## Start
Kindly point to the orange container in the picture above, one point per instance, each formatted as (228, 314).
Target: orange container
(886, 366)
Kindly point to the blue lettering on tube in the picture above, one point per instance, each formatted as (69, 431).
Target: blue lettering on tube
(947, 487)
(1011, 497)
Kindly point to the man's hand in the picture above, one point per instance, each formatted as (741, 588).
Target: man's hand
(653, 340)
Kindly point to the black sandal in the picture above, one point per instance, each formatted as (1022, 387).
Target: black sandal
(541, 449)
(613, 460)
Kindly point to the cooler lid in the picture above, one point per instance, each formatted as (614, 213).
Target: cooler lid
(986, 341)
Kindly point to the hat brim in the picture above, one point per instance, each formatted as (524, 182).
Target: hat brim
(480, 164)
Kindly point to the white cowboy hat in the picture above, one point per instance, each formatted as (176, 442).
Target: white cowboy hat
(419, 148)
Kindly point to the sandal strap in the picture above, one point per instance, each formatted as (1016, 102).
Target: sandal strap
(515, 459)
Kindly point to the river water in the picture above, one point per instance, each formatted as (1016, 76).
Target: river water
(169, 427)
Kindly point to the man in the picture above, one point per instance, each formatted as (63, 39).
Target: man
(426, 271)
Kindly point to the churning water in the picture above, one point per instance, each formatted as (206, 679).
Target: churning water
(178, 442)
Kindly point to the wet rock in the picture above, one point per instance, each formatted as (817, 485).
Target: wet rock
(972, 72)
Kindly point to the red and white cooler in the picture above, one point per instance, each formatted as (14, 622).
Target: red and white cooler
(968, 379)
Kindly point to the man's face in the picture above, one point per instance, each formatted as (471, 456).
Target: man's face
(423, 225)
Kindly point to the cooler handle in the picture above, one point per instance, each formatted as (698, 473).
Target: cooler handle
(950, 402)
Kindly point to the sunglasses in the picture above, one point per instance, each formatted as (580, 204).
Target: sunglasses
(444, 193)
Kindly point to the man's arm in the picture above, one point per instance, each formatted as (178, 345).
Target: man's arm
## End
*Work to be completed:* Can you quote the data above word for word, from the line containing "Kindly point to the cooler lid" through the end of the data?

*Response to the task:*
Kindly point to the cooler lid in the picture above, one point per instance, each formatted as (614, 213).
Target: cooler lid
(986, 341)
Kindly point to the hat brim in the picture above, one point per instance, each formatted as (524, 182).
Target: hat brim
(480, 164)
Kindly point to the white cowboy hat in the picture above, one point per instance, each formatted as (176, 442).
Target: white cowboy hat
(419, 148)
Kindly point to the sandal strap in the picture above, one point per instance, each formatted as (1016, 102).
Target: sandal strap
(515, 459)
Kindly point to the river water in the picture above, one point per instance, each formatted as (1016, 76).
Target: river water
(169, 427)
Kindly point to the man in the picture above, one point per instance, each formatted as (63, 39).
Target: man
(426, 271)
Kindly point to the churning water in the picture above, one point per instance, each formatted as (206, 679).
Target: churning water
(178, 442)
Kindly point to the wet rock in the picture above, one point per instance, each formatted as (817, 485).
Target: wet rock
(972, 72)
Kindly point to the red and white cooler in the picture above, one point per instance, each formatted as (14, 622).
Target: red and white cooler
(968, 379)
Kindly point to the man's face in the picture above, one point per instance, each formatted as (471, 456).
Target: man's face
(423, 225)
Kindly point to the cooler handle in the picture above, one point per instance, each formatted as (698, 473).
Target: cooler handle
(950, 402)
Kindly point to the sunglasses in the picture above, one point per instance, each formatted as (580, 204).
Target: sunglasses
(444, 193)
Kindly point to the man's arm in the picture above, one point per instance, each formatted as (178, 345).
Target: man's arm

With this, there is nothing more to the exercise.